-- Dataset start --
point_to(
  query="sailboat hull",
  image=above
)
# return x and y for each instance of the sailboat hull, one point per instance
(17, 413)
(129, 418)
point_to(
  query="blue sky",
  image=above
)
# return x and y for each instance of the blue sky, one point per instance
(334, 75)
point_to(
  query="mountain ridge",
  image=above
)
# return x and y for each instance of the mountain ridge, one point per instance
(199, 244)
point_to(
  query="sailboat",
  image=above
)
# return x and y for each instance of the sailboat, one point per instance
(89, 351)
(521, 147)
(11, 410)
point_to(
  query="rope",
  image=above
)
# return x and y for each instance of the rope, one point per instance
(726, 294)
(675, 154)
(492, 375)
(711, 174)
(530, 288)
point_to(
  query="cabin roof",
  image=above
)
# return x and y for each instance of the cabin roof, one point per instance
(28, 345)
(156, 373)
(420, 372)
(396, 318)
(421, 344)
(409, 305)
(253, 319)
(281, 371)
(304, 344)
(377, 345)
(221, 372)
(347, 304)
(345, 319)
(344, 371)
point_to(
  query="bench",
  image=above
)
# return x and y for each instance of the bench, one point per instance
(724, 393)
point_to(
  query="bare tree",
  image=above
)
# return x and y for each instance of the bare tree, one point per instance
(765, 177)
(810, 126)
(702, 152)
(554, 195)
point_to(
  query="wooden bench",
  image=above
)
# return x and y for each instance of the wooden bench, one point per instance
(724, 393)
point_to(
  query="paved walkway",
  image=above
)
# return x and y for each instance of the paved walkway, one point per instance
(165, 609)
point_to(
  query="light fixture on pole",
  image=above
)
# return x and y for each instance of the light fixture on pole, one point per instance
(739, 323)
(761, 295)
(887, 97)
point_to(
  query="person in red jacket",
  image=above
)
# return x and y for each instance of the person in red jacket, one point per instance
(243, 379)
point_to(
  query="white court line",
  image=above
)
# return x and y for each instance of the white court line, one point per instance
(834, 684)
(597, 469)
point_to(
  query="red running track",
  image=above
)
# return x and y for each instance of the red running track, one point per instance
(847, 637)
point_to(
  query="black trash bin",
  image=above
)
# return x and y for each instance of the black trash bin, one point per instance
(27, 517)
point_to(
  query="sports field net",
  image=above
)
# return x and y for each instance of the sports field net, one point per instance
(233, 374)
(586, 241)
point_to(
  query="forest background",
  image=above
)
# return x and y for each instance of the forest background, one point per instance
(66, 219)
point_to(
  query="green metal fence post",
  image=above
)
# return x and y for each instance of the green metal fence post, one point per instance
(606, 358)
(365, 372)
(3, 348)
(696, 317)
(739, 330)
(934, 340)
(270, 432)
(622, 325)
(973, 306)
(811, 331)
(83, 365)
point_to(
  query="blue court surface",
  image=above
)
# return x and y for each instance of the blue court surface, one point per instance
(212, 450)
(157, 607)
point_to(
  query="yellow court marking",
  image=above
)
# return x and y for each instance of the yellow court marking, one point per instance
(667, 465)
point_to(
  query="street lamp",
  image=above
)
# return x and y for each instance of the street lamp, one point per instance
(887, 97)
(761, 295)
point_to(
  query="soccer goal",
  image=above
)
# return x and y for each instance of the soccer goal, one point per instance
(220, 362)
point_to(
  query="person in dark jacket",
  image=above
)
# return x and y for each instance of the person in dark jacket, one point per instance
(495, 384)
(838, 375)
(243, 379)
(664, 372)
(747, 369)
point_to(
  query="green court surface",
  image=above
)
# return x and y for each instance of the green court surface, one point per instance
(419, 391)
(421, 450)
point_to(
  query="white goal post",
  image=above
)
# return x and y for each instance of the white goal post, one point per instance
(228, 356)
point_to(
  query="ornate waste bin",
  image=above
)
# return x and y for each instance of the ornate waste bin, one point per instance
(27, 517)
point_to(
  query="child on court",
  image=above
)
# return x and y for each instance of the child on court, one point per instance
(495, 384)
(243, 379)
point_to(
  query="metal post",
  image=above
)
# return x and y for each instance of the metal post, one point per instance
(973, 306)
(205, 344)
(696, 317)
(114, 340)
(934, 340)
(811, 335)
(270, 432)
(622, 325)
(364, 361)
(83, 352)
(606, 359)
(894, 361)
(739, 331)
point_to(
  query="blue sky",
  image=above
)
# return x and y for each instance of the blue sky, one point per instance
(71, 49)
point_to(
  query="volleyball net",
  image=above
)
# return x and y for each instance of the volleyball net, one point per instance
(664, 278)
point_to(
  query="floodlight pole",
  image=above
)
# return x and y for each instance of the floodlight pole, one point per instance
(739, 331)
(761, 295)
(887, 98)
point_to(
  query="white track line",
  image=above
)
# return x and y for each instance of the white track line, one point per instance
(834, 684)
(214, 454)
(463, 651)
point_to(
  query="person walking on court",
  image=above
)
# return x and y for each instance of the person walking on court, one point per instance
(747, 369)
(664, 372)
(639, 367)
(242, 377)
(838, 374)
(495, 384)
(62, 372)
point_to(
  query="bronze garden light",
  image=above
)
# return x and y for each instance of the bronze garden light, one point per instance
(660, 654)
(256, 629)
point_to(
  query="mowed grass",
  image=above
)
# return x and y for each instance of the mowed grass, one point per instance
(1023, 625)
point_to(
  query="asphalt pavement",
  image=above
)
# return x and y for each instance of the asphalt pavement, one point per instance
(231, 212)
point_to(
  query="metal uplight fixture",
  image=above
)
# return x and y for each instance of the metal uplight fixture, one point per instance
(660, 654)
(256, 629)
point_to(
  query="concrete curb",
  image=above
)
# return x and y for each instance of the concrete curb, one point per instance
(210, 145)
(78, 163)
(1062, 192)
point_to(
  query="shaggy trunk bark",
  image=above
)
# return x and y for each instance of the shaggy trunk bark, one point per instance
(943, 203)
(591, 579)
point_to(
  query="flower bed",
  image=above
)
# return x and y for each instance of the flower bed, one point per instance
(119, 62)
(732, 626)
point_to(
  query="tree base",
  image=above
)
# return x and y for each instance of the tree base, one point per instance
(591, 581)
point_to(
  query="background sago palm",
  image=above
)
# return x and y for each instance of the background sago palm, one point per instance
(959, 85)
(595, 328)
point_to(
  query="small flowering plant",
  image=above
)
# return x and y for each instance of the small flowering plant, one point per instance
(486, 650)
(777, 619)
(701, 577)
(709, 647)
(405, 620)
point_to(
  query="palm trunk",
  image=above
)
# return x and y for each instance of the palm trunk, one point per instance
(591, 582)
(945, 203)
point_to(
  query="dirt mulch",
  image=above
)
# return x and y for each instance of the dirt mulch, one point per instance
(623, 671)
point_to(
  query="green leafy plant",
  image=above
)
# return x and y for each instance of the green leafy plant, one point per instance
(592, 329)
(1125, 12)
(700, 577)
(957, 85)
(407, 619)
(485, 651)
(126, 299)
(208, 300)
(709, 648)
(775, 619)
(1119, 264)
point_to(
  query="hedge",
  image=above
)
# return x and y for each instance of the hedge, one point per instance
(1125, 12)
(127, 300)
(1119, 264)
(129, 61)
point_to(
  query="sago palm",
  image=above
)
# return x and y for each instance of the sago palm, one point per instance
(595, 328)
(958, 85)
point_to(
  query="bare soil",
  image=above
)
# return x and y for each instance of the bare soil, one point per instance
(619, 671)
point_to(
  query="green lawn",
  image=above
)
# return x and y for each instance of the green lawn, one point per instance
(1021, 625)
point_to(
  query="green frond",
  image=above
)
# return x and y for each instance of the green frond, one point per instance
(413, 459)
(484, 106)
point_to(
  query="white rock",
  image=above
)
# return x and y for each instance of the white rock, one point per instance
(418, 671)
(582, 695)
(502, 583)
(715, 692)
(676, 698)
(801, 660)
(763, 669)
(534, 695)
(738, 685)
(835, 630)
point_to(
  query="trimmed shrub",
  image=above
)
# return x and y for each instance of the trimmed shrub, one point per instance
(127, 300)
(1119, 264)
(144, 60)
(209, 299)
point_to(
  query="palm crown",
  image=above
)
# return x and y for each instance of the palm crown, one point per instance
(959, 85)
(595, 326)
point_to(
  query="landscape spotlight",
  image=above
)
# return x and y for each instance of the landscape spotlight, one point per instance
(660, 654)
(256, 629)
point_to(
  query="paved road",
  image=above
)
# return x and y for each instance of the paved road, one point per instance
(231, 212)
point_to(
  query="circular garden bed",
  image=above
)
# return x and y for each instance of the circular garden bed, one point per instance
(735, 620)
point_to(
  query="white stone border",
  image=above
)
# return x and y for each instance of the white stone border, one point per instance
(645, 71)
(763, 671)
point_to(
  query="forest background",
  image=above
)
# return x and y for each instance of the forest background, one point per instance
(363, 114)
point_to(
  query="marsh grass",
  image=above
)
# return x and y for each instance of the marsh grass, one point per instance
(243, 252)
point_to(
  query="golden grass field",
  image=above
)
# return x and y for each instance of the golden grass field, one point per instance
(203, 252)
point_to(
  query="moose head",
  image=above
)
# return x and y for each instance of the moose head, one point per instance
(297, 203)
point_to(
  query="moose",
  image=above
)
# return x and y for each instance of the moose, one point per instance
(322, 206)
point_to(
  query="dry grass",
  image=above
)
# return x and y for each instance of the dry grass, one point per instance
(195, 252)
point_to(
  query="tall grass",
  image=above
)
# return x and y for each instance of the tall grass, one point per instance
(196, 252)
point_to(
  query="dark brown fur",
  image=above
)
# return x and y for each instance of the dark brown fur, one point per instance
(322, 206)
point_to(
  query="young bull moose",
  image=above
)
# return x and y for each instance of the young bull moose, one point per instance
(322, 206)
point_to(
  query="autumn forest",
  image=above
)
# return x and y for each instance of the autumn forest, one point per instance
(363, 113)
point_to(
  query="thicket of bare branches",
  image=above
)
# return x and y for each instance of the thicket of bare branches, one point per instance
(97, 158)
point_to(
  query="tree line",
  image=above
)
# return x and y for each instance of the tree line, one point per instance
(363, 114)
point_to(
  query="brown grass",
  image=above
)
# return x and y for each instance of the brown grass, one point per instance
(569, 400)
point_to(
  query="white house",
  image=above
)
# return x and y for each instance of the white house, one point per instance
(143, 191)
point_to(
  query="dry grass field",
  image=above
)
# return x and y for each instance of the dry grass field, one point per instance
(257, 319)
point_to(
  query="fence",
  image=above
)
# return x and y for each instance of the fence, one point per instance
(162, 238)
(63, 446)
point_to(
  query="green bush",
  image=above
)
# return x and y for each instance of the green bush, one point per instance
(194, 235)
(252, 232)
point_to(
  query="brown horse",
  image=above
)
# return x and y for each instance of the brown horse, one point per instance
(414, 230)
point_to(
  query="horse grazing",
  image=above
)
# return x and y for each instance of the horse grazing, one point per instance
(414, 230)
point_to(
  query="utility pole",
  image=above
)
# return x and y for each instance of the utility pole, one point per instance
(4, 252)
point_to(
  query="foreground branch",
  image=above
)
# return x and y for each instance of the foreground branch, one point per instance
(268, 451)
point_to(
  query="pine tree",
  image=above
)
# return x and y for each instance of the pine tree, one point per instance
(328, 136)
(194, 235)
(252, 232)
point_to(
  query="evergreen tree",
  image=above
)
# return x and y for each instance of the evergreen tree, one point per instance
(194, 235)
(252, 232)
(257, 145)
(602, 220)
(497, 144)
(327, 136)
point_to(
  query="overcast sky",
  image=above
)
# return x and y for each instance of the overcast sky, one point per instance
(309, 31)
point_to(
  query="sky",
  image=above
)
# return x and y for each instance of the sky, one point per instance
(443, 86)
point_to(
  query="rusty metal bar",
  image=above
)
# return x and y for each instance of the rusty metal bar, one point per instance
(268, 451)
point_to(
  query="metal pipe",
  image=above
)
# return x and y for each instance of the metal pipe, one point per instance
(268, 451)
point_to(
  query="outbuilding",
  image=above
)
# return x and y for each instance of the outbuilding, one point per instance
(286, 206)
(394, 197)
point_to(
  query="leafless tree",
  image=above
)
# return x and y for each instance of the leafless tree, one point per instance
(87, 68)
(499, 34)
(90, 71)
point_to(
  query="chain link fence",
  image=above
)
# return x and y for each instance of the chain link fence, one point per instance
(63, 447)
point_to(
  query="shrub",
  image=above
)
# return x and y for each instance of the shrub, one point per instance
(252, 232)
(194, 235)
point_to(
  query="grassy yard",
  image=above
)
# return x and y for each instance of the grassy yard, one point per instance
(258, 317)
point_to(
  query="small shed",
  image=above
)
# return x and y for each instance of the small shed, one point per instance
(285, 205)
-- Dataset end --
## What is asked
Select every line in the data above that contains the word "paved", and copy each one.

## Output for this exercise
  query="paved walkway",
# return x and y for each instance of the paved walkway, one point per instance
  query="paved road",
# return x and y for each instance of the paved road, one point per instance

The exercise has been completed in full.